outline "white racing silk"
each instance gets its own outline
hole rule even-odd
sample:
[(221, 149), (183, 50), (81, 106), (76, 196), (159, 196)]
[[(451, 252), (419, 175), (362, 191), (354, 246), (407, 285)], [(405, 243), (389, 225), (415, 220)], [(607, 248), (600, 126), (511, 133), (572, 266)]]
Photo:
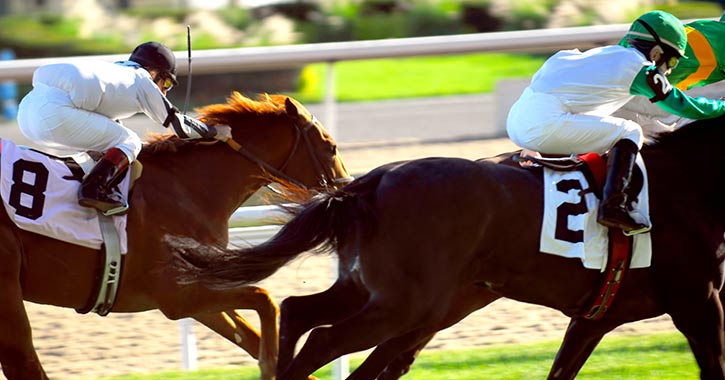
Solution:
[[(12, 141), (2, 139), (0, 196), (10, 219), (18, 228), (87, 248), (100, 249), (103, 243), (96, 209), (78, 204), (80, 182), (71, 170), (54, 159)], [(128, 194), (129, 175), (119, 188)], [(121, 241), (121, 252), (128, 250), (126, 216), (113, 217)]]

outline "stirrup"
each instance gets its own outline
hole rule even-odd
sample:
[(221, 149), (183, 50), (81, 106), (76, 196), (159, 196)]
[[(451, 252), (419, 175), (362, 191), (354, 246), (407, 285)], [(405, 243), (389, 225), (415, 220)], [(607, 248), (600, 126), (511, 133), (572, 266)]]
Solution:
[(643, 234), (645, 232), (649, 232), (651, 229), (652, 229), (652, 226), (644, 226), (640, 229), (635, 229), (635, 230), (629, 230), (629, 231), (622, 230), (622, 233), (624, 234), (624, 236), (634, 236), (634, 235)]
[[(98, 199), (99, 195), (106, 199)], [(112, 199), (114, 196), (117, 199)], [(90, 194), (84, 196), (82, 185), (78, 191), (78, 204), (83, 207), (96, 209), (105, 216), (118, 215), (128, 211), (128, 200), (117, 191), (111, 194), (104, 194), (100, 190), (96, 196), (91, 196)]]
[(649, 217), (647, 217), (646, 215), (643, 215), (636, 209), (629, 210), (627, 213), (629, 214), (629, 217), (632, 218), (632, 220), (635, 223), (641, 225), (642, 227), (631, 229), (629, 231), (622, 230), (622, 233), (624, 234), (624, 236), (633, 236), (633, 235), (637, 235), (637, 234), (643, 234), (645, 232), (649, 232), (652, 229), (652, 222), (649, 220)]
[(125, 202), (124, 204), (118, 204), (118, 205), (106, 204), (106, 205), (108, 205), (109, 208), (103, 207), (103, 206), (99, 205), (98, 203), (93, 203), (93, 204), (89, 203), (85, 199), (79, 200), (78, 204), (83, 207), (88, 207), (88, 208), (98, 210), (98, 212), (100, 212), (101, 214), (103, 214), (105, 216), (119, 215), (119, 214), (122, 214), (122, 213), (125, 213), (128, 211), (128, 202)]
[[(611, 211), (610, 211), (611, 212)], [(625, 236), (641, 234), (652, 229), (652, 223), (642, 214), (636, 211), (628, 211), (626, 208), (618, 208), (614, 212), (619, 213), (617, 217), (610, 214), (610, 218), (602, 217), (602, 211), (597, 215), (597, 223), (607, 228), (618, 228)], [(625, 220), (629, 219), (629, 220)]]
[(122, 206), (117, 206), (106, 211), (98, 210), (105, 216), (123, 215), (128, 211), (128, 203)]

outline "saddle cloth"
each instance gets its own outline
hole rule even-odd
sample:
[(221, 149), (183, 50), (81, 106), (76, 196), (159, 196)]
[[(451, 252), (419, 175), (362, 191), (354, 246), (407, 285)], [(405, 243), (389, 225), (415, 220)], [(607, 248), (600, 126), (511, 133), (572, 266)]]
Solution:
[[(66, 163), (70, 157), (52, 157), (6, 139), (0, 144), (0, 196), (18, 228), (100, 249), (103, 237), (98, 212), (78, 204), (82, 172), (71, 169)], [(82, 161), (81, 156), (77, 156), (72, 157), (76, 162)], [(82, 162), (78, 163), (78, 167), (83, 166)], [(119, 184), (125, 195), (130, 182), (128, 172)], [(113, 221), (121, 241), (121, 252), (126, 253), (126, 215), (115, 215)]]
[[(641, 156), (643, 186), (634, 207), (649, 215), (647, 172)], [(585, 268), (605, 270), (609, 238), (607, 228), (597, 223), (599, 198), (581, 170), (544, 169), (544, 218), (541, 226), (541, 252), (579, 258)], [(649, 233), (634, 235), (630, 268), (649, 267), (652, 241)]]

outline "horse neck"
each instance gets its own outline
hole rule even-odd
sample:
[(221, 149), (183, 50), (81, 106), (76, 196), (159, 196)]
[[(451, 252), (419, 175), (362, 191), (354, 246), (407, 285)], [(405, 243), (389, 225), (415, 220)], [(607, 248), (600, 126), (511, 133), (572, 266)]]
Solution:
[(157, 189), (147, 196), (183, 202), (185, 210), (181, 212), (194, 209), (208, 220), (223, 223), (268, 183), (259, 166), (223, 144), (195, 146), (186, 152), (147, 158), (143, 163), (144, 187)]
[[(719, 127), (719, 126), (718, 126)], [(725, 228), (725, 160), (722, 159), (722, 132), (711, 129), (697, 139), (657, 144), (642, 150), (650, 184), (650, 204), (667, 205), (657, 213), (663, 219), (679, 220), (682, 215), (698, 215), (721, 241)], [(670, 213), (680, 213), (681, 215)], [(694, 221), (691, 221), (694, 222)]]

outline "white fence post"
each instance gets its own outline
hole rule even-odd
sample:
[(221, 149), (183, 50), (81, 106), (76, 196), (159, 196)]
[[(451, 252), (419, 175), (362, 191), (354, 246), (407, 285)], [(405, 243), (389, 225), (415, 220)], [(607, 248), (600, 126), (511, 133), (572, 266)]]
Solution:
[(325, 128), (332, 136), (337, 137), (337, 115), (335, 110), (335, 62), (327, 62), (325, 71)]
[[(337, 136), (337, 110), (335, 109), (335, 62), (327, 62), (327, 70), (325, 75), (325, 128), (330, 132), (331, 135)], [(337, 274), (337, 263), (333, 264), (332, 276)], [(341, 356), (332, 363), (332, 378), (334, 380), (345, 379), (350, 374), (350, 359), (345, 356)]]
[(193, 371), (198, 368), (198, 356), (196, 352), (196, 335), (192, 328), (193, 321), (190, 318), (179, 320), (181, 332), (181, 368)]

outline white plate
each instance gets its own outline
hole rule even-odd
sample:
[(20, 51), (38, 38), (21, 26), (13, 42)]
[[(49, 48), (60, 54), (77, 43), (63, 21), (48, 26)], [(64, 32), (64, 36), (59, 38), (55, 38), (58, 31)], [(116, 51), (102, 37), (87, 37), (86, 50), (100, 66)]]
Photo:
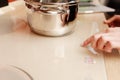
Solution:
·····
_Exercise requirements_
Copy out every line in the listing where the word "white" appears.

_Answer for this exercise_
outline "white racing silk"
outline "white fence post"
outline white plate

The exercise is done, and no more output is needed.